Dalam sejarah Islam dikenal nama-nama seperti Al-Mansur, dan Harun Al-Rasyid, yang memberikan perhatian yang teramat besar bagi perkembangan ilmu di dunia Islam. Pada pemerinyahan Al-Mansur, misalnya, proses penerjemahan filosof Yunani ke dalam bahasa Arab berjalan dengan pesat. Dikabarka bahwa Al-Mansur telah memerintahkan penerjemahan naska-naskah Yunani mengenai filsafat dan ilmu, dengan memberikan imbalan kepada para ahli bahasa (penerjemah). Pada masa harun Al-Rasyid proses penerjemahan itu juga masih terus berlangsung. Harun memerintahkan Yuhanna (Yahya) Ibn Masawayh, seorang dokter istana, untuk menerjemahkan buku-buku kuno mengenai kedokteran. Di masa itu juga diterjemahkan karya-karya dalam bidang astronomi, seperti Shiddanta; sebuah risalah India yang diterjemahkan oleh Muhammad Ibn Ibrahim Al-Fazari. Pada masa selanjutnya oleh Khawarizmi Shiddanta ini dibuat versi baru terjemahannya dan diberikan komentar-komentar(Syed Ameer Ali, The Spirit of Islam: History of the Evolution and Ideals of Islam,hlm.70). Selain itu juga ada Quardipartitus karya Purdemy, dan karya-karya bidang astrologi yang diterjemahkan oleh satu tim sarjana(C. A. Qadir, Filsafat, hlm. 37-38).

- Yang Harus Dikerjakan:
**A.** Jawablah pertanyaan berikut berdasarkan kutipan tentang penerjemahan ilmu di dunia Islam.
(i) Siapa yang diperintahkan Harun Al-Rasyid untuk menerjemahkan buku-buku kuno mengenai kedokteran?
(ii) Siapa yang menerjemahkan Shiddanta?
(iii) Siapa yang kemudian membuat versi baru terjemahan Shiddanta dan memberinya komentar?
**B.** Tentukan apakah setiap pernyataan berikut sesuai dengan kutipan tentang penerjemahan ilmu di dunia Islam. Jawab ya atau tidak, disertai kata-kata kutipan yang menentukan.
(i) Al-Mansur memberikan imbalan kepada para penerjemah.
(ii) Shiddanta adalah sebuah risalah dari Persia.
(iii) Karya-karya bidang astrologi diterjemahkan oleh seorang sarjana saja.
**C.** Tuliskan lanjutan kutipan tentang penerjemahan ilmu di dunia Islam, dimulai setelah kalimat terakhirnya.

- Data yang Diberikan:
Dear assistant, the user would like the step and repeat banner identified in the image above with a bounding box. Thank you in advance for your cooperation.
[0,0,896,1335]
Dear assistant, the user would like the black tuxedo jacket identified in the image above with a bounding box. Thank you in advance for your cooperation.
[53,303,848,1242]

- Jawaban per Tugas:
**A.**
(i) Yuhanna (Yahya) Ibn Masawayh, seorang dokter istana.
(ii) Muhammad Ibn Ibrahim Al-Fazari.
(iii) Khawarizmi.

**B.**
(i) Ya: "dengan memberikan imbalan kepada para ahli bahasa (penerjemah)".
(ii) Tidak: "sebuah risalah India".
(iii) Tidak: "yang diterjemahkan oleh satu tim sarjana".

**C.**
Masa Keruntuhan Tradisi Keilmuan dalam Islam
Abad ke-18 dalam sejarah Islam adalah yang paling menyedihkan bagi umat Islam dan memperoleh catatan buruk bagi peredaban Islam secara universal. Seperti yang diungkapkan Lothop Stodard, bahwa menjelang abad ke-18, dunia Islam akan merosot ke tingkat yang terendah. Islam tampaknya sudah mati, dan tertinggal hanyalah cangkangnya yang kering kerontang berupa ritual tanpa jiwa dan takhayul yang merendahkan martabat umatnya. Ia menyatakan seandainya Muhammad bias hidup kembali, dia pasti akan mengutuk pengikutnya sebagai kaum murtad dan musyrik.
Dalam bukunya, The Recontruction of Religion Thought in Islam, iqbal menyatakan bahwa salah satu penyebab utama kematian semangat ilmiah di kalangan umat Islam adalah diterimanya paham Yunani mengenai realitas yang pada pokoknya bersifat statis, sementara jiwa Islam adalah dinamis dan berkembang. Ia selanjutnya mengungkapkan bahwa semua aliran Muslim bertemu dalam suatu teori Ibn Miskawaih mengenai kehidupan sebagai suatu gerak evolusi dan pandanga Ibn Khaldun mengenai sejarah.
Kemajuan Ilmu Zaman Renaisans dan Modern
Masa Renaisans (Abad ke-15 hingga 16)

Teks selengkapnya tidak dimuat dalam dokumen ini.